··· Text extract

KIRSTEN POWERS:  I have Ivy League friends who have said I’m a young earth creationist. Then when I try to debate it, it’s just, “No, you can believe what you believe and I’ll believe what I believe,” and I’m asking is that legitimate?

TED DAVIS:  I don’t think the view holds up at all, the young earth creationist view. My own background before becoming an historian was in the physical sciences.  I never went to the doctoral level.  I’ve had some graduate training in physics.  I wanted to be an astrophysicist.  At the basic level, I understand those sciences well enough to have an opinion about them that I can defend, and I’m not going to do that here, this isn’t about the science, but the opposition to evolution is driven by world view and by commitments about truth and what ultimate truth is and how you attain it and also by what are perceived to be deleterious consequences of an extremely secular world view, not paying any attention to God or religion, whether or not it is anti-religious in the way it’s expressed.

What that has meant for American society and culture, secularization is a prominent part of that piece.  So I think motivations do not come from the science itself.  In perhaps really rare exceptions, where a person is first persuaded that evolution isn’t true and then takes a religious view, it is almost always that the person has a religious view and they bring that to their science.  But the same could be said, I think, on the way science is interpreted in many popular writings by persons with anti-religious views who bring that to the science doesn’t change what they say about the science, but it changes a lot about the way they present it to the public.

A prominent example of this is Neil deGrasse Tyson in New York at the Hayden Planetarium.  He’s a preacher of naturalism and anti-religious person who in his Cosmos series, for example, his version of Cosmos, was a remake of the Cosmos series that I grew up with done by Carl Sagan a long, long time ago.  The connection is that the current Cosmos series was scripted by Carl Sagan’s third wife, Ann Druyan, and Tyson himself is a personal disciple of Sagan.  He talks about how as a young man he made the pilgrimage, from his point of view, to Ithaca to meet with Carl Sagan.  He sees himself as Carl Sagan number two.  Sagan was probably the best known scientist in the world at the time he was doing his Cosmos, he was regularly on The Tonight Show with Johnny Carson.  He was regularly in the news for saying this and that.  He was controversial within science himself because of his personality and because of some of his strongly pushed ideas about extraterrestrial life, but what made him the most famous to people was his popularization of science, which has absolutely dreadful historical content.  He didn’t know a thing about the history of science and religion, but his views on the history of science and religion are taken as normative by many scientists even today in their popular writings.  The gap between scientific knowledge and knowledge of science at the popular level is huge.  The gap between knowledge of popularizers of science and the scholars of the history of science and religion is just as big.  But the popularizers are driving American popular opinion, and they literally don’t know a thing about it in many cases, about the history of the science and religion.

······

• Requirement A: From the interview excerpt, copy the passage starting at "KIRSTEN POWERS:  I" and ending at "is that legitimate?".
• Requirement B: According to the interview excerpt, who scripted the current Cosmos series?

··· Information supplied

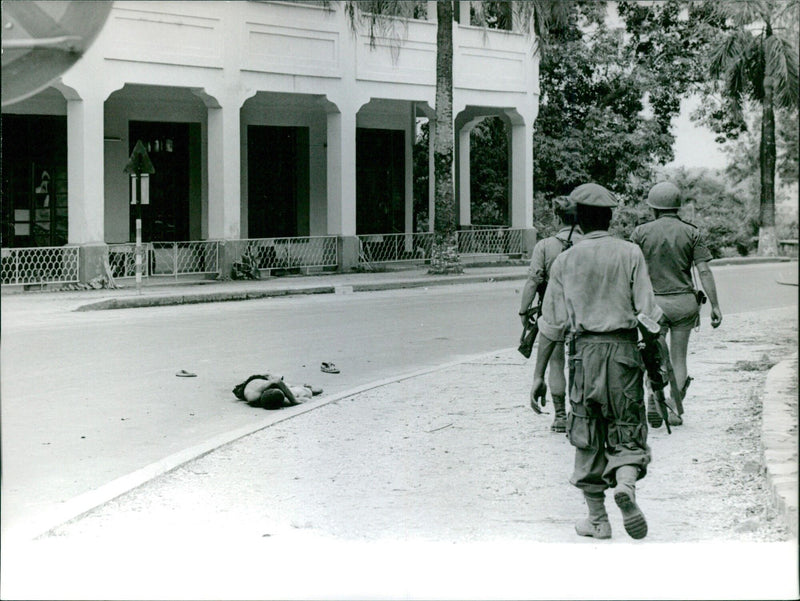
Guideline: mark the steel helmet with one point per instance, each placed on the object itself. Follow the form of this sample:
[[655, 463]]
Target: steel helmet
[[664, 195], [593, 195], [565, 208]]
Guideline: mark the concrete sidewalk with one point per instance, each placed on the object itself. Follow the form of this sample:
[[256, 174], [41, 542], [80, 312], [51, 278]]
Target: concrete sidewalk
[[432, 458], [166, 292], [198, 291]]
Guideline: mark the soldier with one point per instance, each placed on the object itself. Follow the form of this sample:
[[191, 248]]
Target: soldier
[[596, 291], [670, 246], [544, 253]]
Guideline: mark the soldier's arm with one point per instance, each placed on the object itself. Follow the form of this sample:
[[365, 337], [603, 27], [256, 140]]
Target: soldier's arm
[[535, 276], [644, 301], [710, 287]]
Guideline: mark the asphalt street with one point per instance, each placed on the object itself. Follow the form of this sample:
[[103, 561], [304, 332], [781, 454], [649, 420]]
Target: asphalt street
[[90, 397]]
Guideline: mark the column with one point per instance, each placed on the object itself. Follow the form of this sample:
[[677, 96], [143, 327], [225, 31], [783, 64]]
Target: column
[[341, 155], [411, 133], [521, 181], [431, 175], [463, 13], [85, 170], [431, 10], [224, 170]]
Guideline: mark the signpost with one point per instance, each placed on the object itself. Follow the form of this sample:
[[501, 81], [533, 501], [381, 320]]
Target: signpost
[[140, 168]]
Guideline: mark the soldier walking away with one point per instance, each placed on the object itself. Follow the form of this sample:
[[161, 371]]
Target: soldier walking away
[[544, 253], [671, 246], [607, 284]]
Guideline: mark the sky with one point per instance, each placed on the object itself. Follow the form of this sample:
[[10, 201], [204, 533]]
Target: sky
[[694, 145]]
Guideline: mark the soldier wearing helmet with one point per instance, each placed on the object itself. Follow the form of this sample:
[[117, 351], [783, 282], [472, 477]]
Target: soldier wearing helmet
[[671, 246], [544, 253], [596, 292]]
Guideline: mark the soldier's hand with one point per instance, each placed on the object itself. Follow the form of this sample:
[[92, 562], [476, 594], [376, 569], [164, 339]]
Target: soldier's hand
[[538, 394], [716, 317]]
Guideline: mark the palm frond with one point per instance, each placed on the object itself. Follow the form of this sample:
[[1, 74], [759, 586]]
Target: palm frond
[[782, 64], [387, 19], [729, 51]]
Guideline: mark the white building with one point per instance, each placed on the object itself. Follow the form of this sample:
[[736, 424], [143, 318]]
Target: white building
[[263, 120]]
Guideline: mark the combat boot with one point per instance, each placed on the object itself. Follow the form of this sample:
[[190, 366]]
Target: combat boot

······

• Exercise solution A:
KIRSTEN POWERS:  I have Ivy League friends who have said I’m a young earth creationist. Then when I try to debate it, it’s just, “No, you can believe what you believe and I’ll believe what I believe,” and I’m asking is that legitimate?

• Exercise solution B: Ann Druyan, Carl Sagan's third wife.